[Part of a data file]
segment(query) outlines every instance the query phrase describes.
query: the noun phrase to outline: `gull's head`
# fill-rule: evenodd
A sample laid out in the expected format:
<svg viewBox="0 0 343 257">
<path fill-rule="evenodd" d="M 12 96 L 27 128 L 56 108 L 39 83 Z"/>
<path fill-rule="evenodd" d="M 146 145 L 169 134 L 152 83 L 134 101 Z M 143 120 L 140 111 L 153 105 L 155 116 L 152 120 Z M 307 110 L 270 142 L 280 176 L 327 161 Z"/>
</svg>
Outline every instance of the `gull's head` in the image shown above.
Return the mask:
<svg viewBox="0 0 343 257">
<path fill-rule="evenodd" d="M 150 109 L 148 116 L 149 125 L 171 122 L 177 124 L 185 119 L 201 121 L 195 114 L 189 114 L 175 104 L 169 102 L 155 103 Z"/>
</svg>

[Work to be completed]
Rewrite the lines above, putting "occurrence" wherever "instance" appears and leaving everything else untouched.

[Output for this exercise]
segment(query) outlines every occurrence the query phrase describes.
query: the noun phrase to outline: `gull's head`
# fill-rule: evenodd
A sample laid out in the expected format:
<svg viewBox="0 0 343 257">
<path fill-rule="evenodd" d="M 12 96 L 27 128 L 56 108 L 39 83 Z"/>
<path fill-rule="evenodd" d="M 146 145 L 169 134 L 152 83 L 134 101 Z M 143 120 L 140 111 L 153 105 L 155 116 L 152 120 Z M 307 110 L 270 142 L 280 176 L 327 161 Z"/>
</svg>
Outline every occurrence of the `gull's head` in the image shown above.
Return the mask:
<svg viewBox="0 0 343 257">
<path fill-rule="evenodd" d="M 150 109 L 148 116 L 149 125 L 171 122 L 177 124 L 185 119 L 201 121 L 195 114 L 189 114 L 175 104 L 169 102 L 155 103 Z"/>
</svg>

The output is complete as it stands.